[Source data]

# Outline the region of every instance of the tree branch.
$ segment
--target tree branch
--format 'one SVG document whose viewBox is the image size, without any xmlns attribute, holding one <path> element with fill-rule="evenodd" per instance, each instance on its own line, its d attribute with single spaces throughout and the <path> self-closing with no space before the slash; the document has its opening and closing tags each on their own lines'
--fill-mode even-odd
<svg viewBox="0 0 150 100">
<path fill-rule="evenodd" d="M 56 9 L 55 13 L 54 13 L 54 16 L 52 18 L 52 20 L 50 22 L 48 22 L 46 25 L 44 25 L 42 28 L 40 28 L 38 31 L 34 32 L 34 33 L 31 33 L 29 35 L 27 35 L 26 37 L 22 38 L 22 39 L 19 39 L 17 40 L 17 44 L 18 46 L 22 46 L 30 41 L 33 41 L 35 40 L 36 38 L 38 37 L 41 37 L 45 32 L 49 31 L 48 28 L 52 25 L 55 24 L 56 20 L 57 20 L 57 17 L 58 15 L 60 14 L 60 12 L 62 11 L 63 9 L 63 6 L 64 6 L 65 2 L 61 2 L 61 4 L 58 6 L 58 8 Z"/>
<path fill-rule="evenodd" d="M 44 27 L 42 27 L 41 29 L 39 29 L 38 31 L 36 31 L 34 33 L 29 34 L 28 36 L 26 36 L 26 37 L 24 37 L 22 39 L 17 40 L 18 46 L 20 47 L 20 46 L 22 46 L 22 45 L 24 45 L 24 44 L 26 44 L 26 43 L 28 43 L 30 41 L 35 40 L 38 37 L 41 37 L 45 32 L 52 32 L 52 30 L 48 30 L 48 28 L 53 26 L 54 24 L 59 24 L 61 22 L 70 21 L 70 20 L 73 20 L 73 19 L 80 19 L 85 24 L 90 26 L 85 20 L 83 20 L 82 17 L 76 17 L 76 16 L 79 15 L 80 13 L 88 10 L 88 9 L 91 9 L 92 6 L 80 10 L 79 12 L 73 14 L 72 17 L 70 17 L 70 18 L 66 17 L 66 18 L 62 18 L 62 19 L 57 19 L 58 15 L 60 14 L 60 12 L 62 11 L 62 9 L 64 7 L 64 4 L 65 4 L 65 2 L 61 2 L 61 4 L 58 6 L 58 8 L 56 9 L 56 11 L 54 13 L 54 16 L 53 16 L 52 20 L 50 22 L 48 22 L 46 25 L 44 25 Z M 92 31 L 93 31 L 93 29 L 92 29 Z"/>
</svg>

PROBLEM DESCRIPTION: Copy the lines above word for word.

ANSWER TO THE PROBLEM:
# Outline the region of every instance of the tree branch.
$ segment
--target tree branch
--format 'one SVG document whose viewBox is the image size, without any xmlns attribute, holding one <path> element with fill-rule="evenodd" per instance, each instance on its own line, its d attribute with single spaces throughout and the <path> self-closing with no space before the slash; the document has its opening and closing tags each on their own lines'
--fill-mode even-odd
<svg viewBox="0 0 150 100">
<path fill-rule="evenodd" d="M 56 9 L 55 13 L 54 13 L 54 16 L 52 18 L 52 20 L 50 22 L 48 22 L 46 25 L 44 25 L 42 28 L 40 28 L 38 31 L 34 32 L 34 33 L 31 33 L 29 35 L 27 35 L 26 37 L 22 38 L 22 39 L 19 39 L 17 40 L 17 44 L 18 46 L 22 46 L 30 41 L 33 41 L 35 40 L 36 38 L 38 37 L 41 37 L 45 32 L 49 31 L 48 28 L 52 25 L 55 24 L 56 20 L 57 20 L 57 17 L 58 15 L 60 14 L 60 12 L 62 11 L 63 9 L 63 6 L 64 6 L 65 2 L 61 2 L 61 4 L 58 6 L 58 8 Z"/>
<path fill-rule="evenodd" d="M 44 27 L 42 27 L 41 29 L 39 29 L 38 31 L 36 31 L 34 33 L 29 34 L 28 36 L 26 36 L 26 37 L 24 37 L 22 39 L 17 40 L 18 46 L 20 47 L 20 46 L 22 46 L 22 45 L 24 45 L 24 44 L 26 44 L 26 43 L 28 43 L 30 41 L 35 40 L 38 37 L 41 37 L 45 32 L 52 32 L 52 30 L 48 30 L 48 28 L 53 26 L 54 24 L 59 24 L 61 22 L 70 21 L 70 20 L 73 20 L 73 19 L 80 19 L 85 24 L 90 26 L 85 20 L 83 20 L 82 17 L 76 17 L 76 16 L 79 15 L 80 13 L 88 10 L 88 9 L 91 9 L 92 6 L 80 10 L 79 12 L 73 14 L 72 17 L 70 17 L 70 18 L 66 17 L 66 18 L 62 18 L 62 19 L 57 19 L 58 15 L 60 14 L 60 12 L 62 11 L 62 9 L 64 7 L 64 4 L 65 4 L 65 2 L 61 2 L 61 4 L 58 6 L 58 8 L 56 9 L 56 11 L 54 13 L 54 16 L 53 16 L 52 20 L 50 22 L 48 22 L 46 25 L 44 25 Z M 92 31 L 93 31 L 93 29 L 92 29 Z"/>
</svg>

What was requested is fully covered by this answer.